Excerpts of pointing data
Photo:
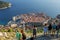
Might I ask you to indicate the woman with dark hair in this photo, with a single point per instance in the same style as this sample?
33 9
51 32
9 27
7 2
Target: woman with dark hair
18 35
57 28
45 29
34 31
50 28
23 35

— The problem —
Copy the records above word for word, leaving out the pictures.

— Solution to this task —
Photo:
Might I ask you to indicate the woman with dark hair in this photo, with a single point per instance in the same style as this sample?
33 9
51 32
9 27
7 2
Target: woman with dark hair
18 35
57 28
45 29
34 31
50 28
23 35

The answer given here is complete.